* DO THIS: Using the excerpt below, say whether each statement agrees with it, answering yes or no and quoting the deciding words. 1. The hostess made a quiche that was half stilton and half turkey. 2. Twin 2 refused to eat the pizza at the lunch. 3. The writer who quietly seethed about the child at the adults' table brought it up with people at that gathering.

I went out for lunch Sunday, actually, taking baby and Twin 2. The hostess (very well brought up person) texted me to ask if I liked blue cheese... I said I did.. she made a quiche half stilton and half turkey (as I am veggy) and did pizza for the children. I mentioned that twin 2 sometimes turns her noses up at pizza but go ahead, but added that she loves raw veg.. i know my friend's daughter does too.. in the end twin ate the pizza no fuss along with some crudites.


I then posted a pic of my baby and hers, onto my FB and we exchanged chat about how nice it all was.


I am sure that has satisfied everyone's sensitivities on this occasion!

LittleEDFamily, case of the child at the adults' table... if it were my child, I think I would have just had the child sit on my lap, instead of asking everyone else to squeeze up. Or, I might have sat with my LO at the kids' table. There may be some ongoing reasons that you don't know about why the child didn't want to sit with his cousins, or preferred to sit with parents. One big table for everyone is nice, but not always logistically possible. In the end, however, it does fall to the hostess to be gracious about it, and the other guests should follow her lead. xx

Well you can rest assured, Saffron, I did not create a scene about it (does that make me gracious?), nor did I ever mention it to anyone there (just quietly seethed before mentioning it here). Perhaps there are deep and meaningful reasons for him not wanting to do as asked and mother willing to allow him his preference, but perhaps not (and based on my broader observations of the individuals concerned), most likely not.


I think guests have just as much of a need to be gracious as hosts. I was raised to respect the house rules when a guest, and in all but exceptional circumstances, I expect my kids to do the same.

* RECORDS SHOWN:

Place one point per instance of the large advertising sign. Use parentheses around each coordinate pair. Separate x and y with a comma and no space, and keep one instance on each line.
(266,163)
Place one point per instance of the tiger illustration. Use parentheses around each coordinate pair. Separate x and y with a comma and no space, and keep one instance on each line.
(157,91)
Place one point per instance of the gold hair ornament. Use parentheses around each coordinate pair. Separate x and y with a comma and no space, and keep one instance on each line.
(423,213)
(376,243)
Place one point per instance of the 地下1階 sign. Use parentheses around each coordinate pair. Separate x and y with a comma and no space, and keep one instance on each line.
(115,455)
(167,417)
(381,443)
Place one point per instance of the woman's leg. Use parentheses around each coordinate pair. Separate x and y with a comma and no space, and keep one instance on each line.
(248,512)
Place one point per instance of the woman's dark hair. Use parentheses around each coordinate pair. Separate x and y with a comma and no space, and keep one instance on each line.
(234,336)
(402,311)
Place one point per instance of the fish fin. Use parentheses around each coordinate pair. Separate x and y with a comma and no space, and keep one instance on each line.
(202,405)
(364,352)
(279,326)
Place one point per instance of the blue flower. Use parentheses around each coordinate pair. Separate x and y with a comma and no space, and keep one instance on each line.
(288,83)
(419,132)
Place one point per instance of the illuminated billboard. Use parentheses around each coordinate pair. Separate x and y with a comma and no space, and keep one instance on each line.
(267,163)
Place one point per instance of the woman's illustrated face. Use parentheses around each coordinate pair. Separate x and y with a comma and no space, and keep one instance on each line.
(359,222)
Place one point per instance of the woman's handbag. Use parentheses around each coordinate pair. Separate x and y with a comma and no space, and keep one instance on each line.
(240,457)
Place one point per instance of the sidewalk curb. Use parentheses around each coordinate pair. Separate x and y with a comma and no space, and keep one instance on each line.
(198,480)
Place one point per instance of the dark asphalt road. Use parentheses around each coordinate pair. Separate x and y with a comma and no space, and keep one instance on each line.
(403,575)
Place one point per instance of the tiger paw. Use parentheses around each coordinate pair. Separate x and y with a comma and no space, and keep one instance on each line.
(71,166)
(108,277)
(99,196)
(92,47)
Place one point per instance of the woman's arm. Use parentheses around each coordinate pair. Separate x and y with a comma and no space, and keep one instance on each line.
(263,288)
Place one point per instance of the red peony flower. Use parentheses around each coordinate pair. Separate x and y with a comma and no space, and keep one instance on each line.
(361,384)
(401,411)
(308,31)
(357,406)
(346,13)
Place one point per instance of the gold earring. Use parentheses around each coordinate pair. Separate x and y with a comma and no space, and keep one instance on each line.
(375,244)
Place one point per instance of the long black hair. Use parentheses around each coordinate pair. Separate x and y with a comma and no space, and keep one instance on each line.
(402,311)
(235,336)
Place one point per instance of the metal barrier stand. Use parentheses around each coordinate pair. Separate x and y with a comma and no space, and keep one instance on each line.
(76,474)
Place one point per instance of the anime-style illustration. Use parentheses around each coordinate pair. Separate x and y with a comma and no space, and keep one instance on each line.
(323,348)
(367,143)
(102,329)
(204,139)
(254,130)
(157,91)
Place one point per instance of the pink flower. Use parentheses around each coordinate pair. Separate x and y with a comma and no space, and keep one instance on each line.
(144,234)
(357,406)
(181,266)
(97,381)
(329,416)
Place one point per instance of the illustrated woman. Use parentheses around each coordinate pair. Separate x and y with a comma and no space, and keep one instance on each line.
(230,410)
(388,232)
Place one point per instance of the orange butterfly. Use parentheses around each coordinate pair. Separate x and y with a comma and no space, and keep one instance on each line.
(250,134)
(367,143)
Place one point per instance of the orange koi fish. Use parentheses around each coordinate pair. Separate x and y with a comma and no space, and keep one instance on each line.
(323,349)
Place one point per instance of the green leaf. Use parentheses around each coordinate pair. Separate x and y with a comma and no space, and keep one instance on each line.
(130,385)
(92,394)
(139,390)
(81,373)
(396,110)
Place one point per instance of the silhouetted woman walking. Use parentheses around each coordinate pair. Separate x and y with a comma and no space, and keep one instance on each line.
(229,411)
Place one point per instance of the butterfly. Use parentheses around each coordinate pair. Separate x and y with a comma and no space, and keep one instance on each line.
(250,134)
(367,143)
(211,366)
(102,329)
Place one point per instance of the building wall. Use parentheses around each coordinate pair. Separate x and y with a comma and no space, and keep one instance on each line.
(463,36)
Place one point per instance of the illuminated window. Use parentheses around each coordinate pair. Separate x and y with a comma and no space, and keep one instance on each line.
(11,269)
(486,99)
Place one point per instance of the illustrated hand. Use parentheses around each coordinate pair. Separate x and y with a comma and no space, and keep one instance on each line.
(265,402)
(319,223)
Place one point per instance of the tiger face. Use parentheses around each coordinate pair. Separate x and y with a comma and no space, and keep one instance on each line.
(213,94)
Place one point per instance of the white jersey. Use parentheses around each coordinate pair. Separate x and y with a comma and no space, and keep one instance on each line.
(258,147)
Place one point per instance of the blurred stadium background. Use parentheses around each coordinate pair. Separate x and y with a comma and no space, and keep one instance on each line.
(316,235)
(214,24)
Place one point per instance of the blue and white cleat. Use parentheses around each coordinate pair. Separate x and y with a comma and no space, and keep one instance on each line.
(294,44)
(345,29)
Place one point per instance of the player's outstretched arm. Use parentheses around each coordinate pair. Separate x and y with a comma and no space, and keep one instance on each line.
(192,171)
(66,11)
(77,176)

* TASK SOLUTION:
1. Yes: "she made a quiche half stilton and half turkey"
2. No: "in the end twin ate the pizza no fuss along with some crudites."
3. No: "nor did I ever mention it to anyone there"